((

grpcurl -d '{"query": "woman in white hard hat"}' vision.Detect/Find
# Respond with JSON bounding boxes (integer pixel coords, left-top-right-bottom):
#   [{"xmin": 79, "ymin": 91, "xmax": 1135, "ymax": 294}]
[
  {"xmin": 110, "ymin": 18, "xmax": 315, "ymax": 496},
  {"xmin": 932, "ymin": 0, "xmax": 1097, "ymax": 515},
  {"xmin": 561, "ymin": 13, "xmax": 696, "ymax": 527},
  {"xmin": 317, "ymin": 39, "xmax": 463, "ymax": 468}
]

))

WHAT IS EXPECTED:
Reproduce all of the material above line for line, leaving every character unchanged.

RESULT OF THE TASK:
grpcurl -d '{"query": "woman in white hard hat"}' vision.Detect/Find
# Respond with JSON bounding boxes (integer pixel coords, left-top-right-bottom):
#   [{"xmin": 79, "ymin": 91, "xmax": 1135, "ymax": 294}]
[
  {"xmin": 110, "ymin": 18, "xmax": 315, "ymax": 496},
  {"xmin": 932, "ymin": 0, "xmax": 1097, "ymax": 515},
  {"xmin": 561, "ymin": 13, "xmax": 696, "ymax": 527},
  {"xmin": 317, "ymin": 39, "xmax": 463, "ymax": 468}
]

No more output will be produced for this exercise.